Your goal:
Count the lines below that contain the word "snowy" and reply with the number alone.

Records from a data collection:
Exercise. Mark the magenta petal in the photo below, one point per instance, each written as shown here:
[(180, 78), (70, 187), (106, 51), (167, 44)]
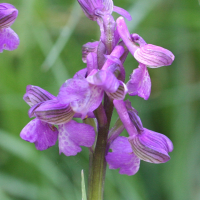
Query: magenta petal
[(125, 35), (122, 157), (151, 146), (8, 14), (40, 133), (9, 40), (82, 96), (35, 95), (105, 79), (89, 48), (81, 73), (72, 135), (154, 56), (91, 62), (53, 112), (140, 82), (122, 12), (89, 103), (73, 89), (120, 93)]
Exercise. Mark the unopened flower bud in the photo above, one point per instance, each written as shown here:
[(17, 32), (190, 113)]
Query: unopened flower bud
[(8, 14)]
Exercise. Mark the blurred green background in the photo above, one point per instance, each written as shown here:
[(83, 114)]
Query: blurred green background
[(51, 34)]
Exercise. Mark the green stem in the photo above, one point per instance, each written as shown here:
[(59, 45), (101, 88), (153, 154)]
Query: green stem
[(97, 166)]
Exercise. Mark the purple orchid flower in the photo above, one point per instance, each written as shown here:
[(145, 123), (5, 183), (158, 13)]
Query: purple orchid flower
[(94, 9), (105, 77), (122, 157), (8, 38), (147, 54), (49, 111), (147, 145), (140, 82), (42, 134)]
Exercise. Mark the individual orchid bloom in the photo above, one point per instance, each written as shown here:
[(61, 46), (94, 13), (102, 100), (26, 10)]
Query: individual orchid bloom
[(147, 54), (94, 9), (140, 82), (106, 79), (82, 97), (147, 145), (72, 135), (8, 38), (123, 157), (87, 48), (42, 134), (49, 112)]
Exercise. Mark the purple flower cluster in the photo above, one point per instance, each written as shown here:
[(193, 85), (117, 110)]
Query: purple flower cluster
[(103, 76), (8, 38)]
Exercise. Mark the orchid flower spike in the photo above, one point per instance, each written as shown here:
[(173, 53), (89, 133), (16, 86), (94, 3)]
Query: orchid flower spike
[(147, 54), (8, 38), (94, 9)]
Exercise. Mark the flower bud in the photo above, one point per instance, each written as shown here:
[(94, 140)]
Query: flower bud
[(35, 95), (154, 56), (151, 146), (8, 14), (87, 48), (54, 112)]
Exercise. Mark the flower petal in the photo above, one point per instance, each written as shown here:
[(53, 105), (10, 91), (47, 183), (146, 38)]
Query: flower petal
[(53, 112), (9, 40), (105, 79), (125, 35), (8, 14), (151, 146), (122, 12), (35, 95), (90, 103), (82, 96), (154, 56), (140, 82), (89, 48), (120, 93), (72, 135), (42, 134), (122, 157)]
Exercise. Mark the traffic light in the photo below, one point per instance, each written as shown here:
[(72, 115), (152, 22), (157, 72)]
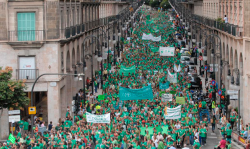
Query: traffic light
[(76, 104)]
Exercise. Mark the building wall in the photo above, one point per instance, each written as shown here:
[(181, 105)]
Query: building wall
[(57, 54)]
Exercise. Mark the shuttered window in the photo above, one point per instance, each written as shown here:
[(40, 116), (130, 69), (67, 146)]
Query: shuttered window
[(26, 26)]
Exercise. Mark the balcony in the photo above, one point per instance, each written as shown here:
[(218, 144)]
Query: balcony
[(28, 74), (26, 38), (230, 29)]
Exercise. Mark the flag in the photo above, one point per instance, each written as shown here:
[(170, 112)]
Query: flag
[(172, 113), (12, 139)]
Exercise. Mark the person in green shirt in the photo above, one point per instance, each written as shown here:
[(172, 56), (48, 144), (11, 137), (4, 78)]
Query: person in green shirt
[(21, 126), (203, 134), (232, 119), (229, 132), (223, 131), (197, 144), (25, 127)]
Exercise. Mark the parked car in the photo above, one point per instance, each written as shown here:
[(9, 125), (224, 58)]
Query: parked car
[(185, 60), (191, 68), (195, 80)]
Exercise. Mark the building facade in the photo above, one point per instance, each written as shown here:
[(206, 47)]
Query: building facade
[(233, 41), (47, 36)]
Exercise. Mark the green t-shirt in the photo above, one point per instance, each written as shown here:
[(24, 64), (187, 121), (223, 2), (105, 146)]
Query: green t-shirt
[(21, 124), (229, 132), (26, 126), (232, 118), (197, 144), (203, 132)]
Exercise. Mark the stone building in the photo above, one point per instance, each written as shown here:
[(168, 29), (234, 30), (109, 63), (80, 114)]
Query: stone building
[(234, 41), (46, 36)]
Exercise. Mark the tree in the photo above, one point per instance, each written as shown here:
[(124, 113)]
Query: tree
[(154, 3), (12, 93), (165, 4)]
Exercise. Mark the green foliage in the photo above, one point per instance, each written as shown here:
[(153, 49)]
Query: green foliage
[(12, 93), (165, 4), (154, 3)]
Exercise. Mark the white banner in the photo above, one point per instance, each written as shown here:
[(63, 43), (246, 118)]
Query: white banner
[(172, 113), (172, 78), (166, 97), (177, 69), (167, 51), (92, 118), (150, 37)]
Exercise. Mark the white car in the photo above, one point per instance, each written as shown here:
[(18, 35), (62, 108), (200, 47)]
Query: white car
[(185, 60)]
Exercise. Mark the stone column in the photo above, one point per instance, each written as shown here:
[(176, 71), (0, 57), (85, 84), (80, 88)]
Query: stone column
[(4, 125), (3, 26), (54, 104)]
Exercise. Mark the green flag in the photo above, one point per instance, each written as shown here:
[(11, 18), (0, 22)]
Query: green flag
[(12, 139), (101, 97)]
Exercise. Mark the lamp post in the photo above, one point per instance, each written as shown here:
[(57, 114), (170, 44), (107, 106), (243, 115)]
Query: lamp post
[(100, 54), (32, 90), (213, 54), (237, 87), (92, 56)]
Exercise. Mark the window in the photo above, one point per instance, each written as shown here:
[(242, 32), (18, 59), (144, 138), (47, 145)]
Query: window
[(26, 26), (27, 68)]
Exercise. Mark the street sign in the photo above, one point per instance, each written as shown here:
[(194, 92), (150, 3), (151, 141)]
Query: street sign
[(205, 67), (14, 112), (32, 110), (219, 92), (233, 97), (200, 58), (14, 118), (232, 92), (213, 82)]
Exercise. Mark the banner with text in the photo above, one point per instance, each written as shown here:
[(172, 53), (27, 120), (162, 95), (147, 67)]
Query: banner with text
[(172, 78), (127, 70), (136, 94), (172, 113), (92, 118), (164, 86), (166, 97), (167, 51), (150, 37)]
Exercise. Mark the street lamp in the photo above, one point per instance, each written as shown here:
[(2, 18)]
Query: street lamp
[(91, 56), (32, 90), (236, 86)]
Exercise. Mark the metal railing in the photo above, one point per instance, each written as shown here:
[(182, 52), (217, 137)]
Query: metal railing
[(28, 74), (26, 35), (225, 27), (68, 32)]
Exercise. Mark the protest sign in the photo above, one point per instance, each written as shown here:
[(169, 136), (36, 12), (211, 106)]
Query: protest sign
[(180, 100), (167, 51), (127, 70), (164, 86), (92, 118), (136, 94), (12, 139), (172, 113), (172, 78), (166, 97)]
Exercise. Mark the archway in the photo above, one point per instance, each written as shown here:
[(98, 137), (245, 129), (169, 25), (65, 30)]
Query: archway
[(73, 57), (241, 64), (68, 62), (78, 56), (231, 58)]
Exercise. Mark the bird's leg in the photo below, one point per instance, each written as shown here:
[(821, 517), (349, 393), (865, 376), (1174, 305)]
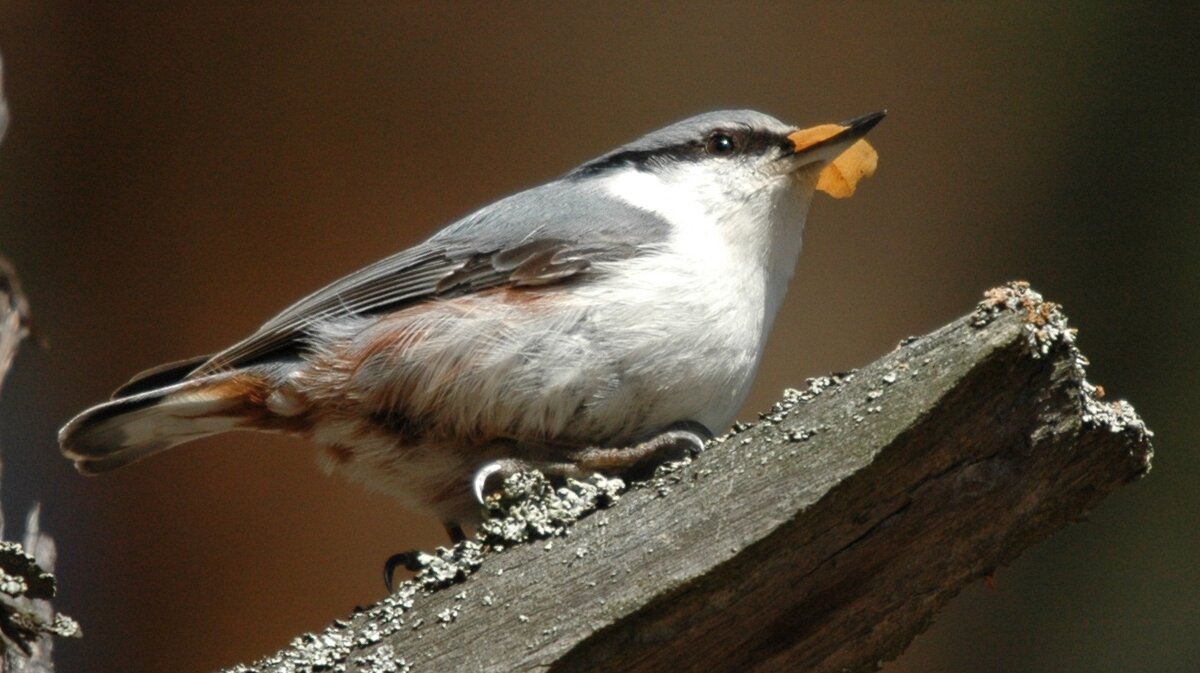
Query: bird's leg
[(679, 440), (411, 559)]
* * *
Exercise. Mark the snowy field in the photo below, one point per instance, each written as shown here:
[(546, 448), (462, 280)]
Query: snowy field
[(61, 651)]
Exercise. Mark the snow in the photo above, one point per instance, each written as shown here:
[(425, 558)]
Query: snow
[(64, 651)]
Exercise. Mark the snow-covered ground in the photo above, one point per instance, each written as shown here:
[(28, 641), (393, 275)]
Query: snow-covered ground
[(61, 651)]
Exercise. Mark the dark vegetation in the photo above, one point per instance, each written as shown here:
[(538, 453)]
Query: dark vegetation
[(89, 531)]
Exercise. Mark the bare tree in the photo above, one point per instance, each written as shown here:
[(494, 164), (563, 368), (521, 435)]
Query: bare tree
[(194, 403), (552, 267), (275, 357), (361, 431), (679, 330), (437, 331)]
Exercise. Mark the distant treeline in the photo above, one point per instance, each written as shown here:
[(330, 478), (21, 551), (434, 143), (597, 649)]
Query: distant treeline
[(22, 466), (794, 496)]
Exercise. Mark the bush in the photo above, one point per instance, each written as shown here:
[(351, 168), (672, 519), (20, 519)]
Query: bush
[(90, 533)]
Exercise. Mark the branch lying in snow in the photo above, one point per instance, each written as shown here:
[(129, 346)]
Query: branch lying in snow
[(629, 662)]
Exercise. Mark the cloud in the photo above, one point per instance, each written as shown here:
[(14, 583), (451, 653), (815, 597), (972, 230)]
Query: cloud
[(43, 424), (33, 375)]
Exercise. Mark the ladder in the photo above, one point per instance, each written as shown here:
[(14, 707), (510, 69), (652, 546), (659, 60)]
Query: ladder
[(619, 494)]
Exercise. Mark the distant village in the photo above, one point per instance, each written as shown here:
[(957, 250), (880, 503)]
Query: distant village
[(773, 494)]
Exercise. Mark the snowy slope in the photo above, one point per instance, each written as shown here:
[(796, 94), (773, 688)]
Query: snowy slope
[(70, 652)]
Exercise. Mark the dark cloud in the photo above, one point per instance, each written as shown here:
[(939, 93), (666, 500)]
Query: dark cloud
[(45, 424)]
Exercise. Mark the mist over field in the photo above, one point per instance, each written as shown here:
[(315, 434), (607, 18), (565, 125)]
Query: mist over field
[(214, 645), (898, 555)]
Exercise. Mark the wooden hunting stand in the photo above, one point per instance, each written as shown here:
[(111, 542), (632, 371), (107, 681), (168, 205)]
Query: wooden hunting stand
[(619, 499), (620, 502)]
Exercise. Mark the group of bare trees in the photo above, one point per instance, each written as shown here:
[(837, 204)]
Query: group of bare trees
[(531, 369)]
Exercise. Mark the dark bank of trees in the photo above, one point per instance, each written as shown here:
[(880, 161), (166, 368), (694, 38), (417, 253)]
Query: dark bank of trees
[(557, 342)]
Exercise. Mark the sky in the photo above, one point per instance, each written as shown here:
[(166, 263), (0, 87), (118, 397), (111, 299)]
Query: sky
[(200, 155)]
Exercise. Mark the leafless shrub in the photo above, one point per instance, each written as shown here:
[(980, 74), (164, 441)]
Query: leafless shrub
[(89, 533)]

Solution below:
4